Watercolor painting

From New World Encyclopedia


Paul Cezanne's Knabe mit roter Weste (1890)

Watercolor painting is a painting method. A watercolor is either the medium or the resulting artwork. Watercolor, also known in French as aquarelle, is named for its primary component. It consists of a pigment dissolved in water and bound by a colloid agent (usually a gum, such as gum arabic); it is applied with a brush onto a supporting surface, such as vellum, fabric, or—more typically—dampened paper. The resulting mark (after the water has evaporated) is transparent, allowing light to reflect from the supporting surface, to luminous effect. Watercolor is often combined with gouache (or "bodycolor"), an opaque water-based paint containing a white element derived from chalk, lead, or zinc oxide.[1]

The technique of water-based painting dates to ancient times, and belongs to the history of many cultures in the world. In the West, European artists used watercolor to decorate illuminated manuscripts and to color maps in the Middle Ages, and to make studies from nature and portrait miniatures during the Renaissance.[2] When the Western world began to mass produce paper, the medium took on a whole new dimension of creativity.

The advantages of watercolor lie in the ease and quickness of its application, in the transparent effects achievable, in the brilliance of its colors, and in its relative cheapness.

History

Watercolor is a tradition that dates back to primitive man using pigments mixed with water to create cave paintings by applying the paint with fingers, sticks and bones. Ancient Egyptians used water-based paints to decorate the walls of temples and tombs and created some of the first works on paper, made of papyrus. But it was in the Far East and Middle East that the first watercolor schools or predominant styles emerged in the modern sense.

★ ★ ★

▸ EXERCISES TO COMPLETE:
1) Update the passage of the watercolor article starting at "The technique of" and ending at "its relative cheapness.", changing "Middle Ages" to "medieval era".
2) Answer from the watercolor article:
(a) What is watercolor called in French?
(b) What material were the ancient Egyptians' first works on paper made of?
(c) What kind of agent usually binds the pigment in watercolor?
3) Resume the watercolor article from its final sentence and extend its history.
The material that follows was drawn from a separate source.

▸ GIVEN DATA:

★ ★ ★

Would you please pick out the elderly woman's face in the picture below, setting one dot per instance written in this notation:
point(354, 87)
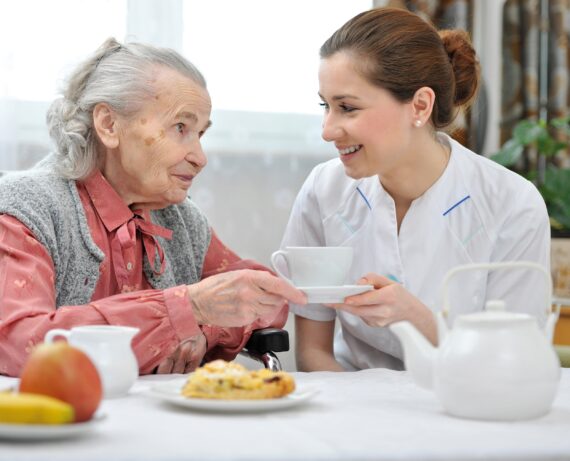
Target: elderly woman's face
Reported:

★ ★ ★

▸ TASK-BY-TASK RESULTS:
1)
The technique of water-based painting dates to ancient times, and belongs to the history of many cultures in the world. In the West, European artists used watercolor to decorate illuminated manuscripts and to color maps in the medieval era, and to make studies from nature and portrait miniatures during the Renaissance.[2] When the Western world began to mass produce paper, the medium took on a whole new dimension of creativity.

The advantages of watercolor lie in the ease and quickness of its application, in the transparent effects achievable, in the brilliance of its colors, and in its relative cheapness.

2)
(a) Aquarelle.
(b) Papyrus.
(c) A gum, such as gum arabic.

3)
Chinese and Japanese masters painted on silk as well as exquisite handmade paper. Their art was filled with literary allusion and calligraphy, but the primary image was typically a contemplative landscape. This characteristic anticipated what was to be a central aspect of Western watercolor traditions in later centuries. In India and Persia, the opaque gouache paintings created by the Moslems depicted religious incidents derived from Byzantine art.[3]

Albrecht Dürer, A Young Hare, 1502, Watercolor Albertina, Vienna

During the Middle Ages, monks of Europe used tempera to create illuminated manuscripts. These books were considered a major form of art, equivalent to easel painting in later years. The most famous illuminated book was by the Limbourg brothers, Paul, Herman, and Jean. This calendar, Les Tres Riches Heures du Duc de Berry, or sometimes called "The Book of Hours," was created about 1415. Medieval artists also worked in fresco which continued throughout the Renaissance. Fresco is a method by which pigments are mixed with water and applied to wet plaster. This method was used primarily to create large wall paintings and murals by such artists as Michelangelo and Leonardo da Vinci. The most famous fresco is Michelangelo's Sistine Chapel of the Vatican, painted from 1508 to 1512.[4]

Paper played an important role in the development of watercolor. China has been manufacturing paper since ancient times. The Arabs learned their secrets during the eighth century. Paper was imported to Europe until the first papermaking mills were finally established in Italy in 1276. A few other mills developed later in other parts of Europe, while England developed its first mills by 1495. However, high-quality paper was not produced in Britain until much later, during the eighteenth century.[5]

During and after the Renaissance, artists like Albrecht Durer, Rembrandt, Peter Paul Rubens, and Sir Anthony van Dyck used watercolors to tint and shade drawings and woodcuts. In Germany, Dürer's (1471-1528) watercolors led to the establishment of a school of watercolor painting that was led by Hans Bol (1534-1593).[6] Durer is traditionally considered the first master of watercolor because his works were full renderings used as preliminary studies for other works.

Since paper was considered a luxury item in these early ages, traditional Western watercolor painting was slow in evolving. The increased availability of paper by the fourteenth century finally allowed for the possibility of drawing as an artistic activity.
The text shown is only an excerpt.